**Exercises to complete**
a: In the recommendations text, replace "funny movies" with "board games" and write out the part from "Ways I'm Coping" to "wedding flowers :)".
b: Check each statement against the recommendations text. Answer yes or no, and quote the words from the text that settle it: (i) The Dutch House audiobook is read by Tom Hanks. (ii) The show Cheer is on Hulu. (iii) Someone danced to Whitney Houston's Greatest Hits on a Tuesday.

(Beginning of Exercise text)

Podcast: Dolly Parton's America. I'm. Obsessed. With. Her
Movie: JoJo Rabbit. It'll make you laugh and make you cry. A lot about what it means to grow up and joy as a state of being.
Article: TIME magazine’s 100 Women of the Year
TV: Honestly, Cheer on Netflix was so good.
Ways I'm Coping with COVID-19: Dance parties with my roommates, funny movies, going on walks, working out, and cooking soups + stews. Dreaming about the spring. Planning my wedding flowers :)
Sally Rausch, Growing Together Market Manager
Podcast: This American Life's episode called The Show of Delights made me chuckle out loud so many times, exactly what I've needed the past few weeks-to be reminded that we can find delight in the simplest things and also that someone else sharing their delight can in and of itself be delightful!
Book: Part of that podcast episode highlights poet Ross Gay and his recent book of "essayettes" about finding delight. It's called The Book of Delights: Essays. I've been trying to read one or two before bed instead of scrolling. He is so real and talks about real issues—racism, being black in America, grief—not escapist but about finding delight in our lives as they are. I'm finding it nourishing in the most grounded way.
Bianca Morton, Chef Director
Music: 90’s R&B. It takes me back to a simpler time—high school years when the biggest problem was schoolwork, graduation and fitting in. On Tuesday I let loose some steam and danced to Whitney Houston's Greatest Hits. I danced, sang and cooked. And just for a moment didn't have a care in the world. Just joy!
Tallahassee May, Growing Together Education Manager
Books: I am currently re-reading Gabriel Garcia Marquez's 100 Years of Solitude and Love in the Time of Cholera. Both seem so fitting and are perfect escape-reads in the age of quarantine.
Audio Book: Anne Patchett's The Dutch House. First, you are supporting a local author and small business heroine. And second, you’re supporting a coronavirus survivor, Tom Hanks, who reads it on audio and does an amazing job.
Podcast: Poetry Unbound, an offshoot of On Being with short poetry readings by Padraig O' Tuama.

(End of Exercise text)
(Beginning of Given data)

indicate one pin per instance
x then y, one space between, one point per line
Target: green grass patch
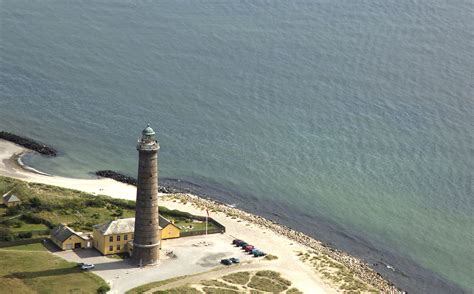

(End of Given data)

**Answers to the exercise**
a:
Ways I'm Coping with COVID-19: Dance parties with my roommates, board games, going on walks, working out, and cooking soups + stews. Dreaming about the spring. Planning my wedding flowers :)

b:
(i) Yes: "Tom Hanks, who reads it on audio and does an amazing job."
(ii) No: "Honestly, Cheer on Netflix was so good."
(iii) Yes: "On Tuesday I let loose some steam and danced to Whitney Houston's Greatest Hits."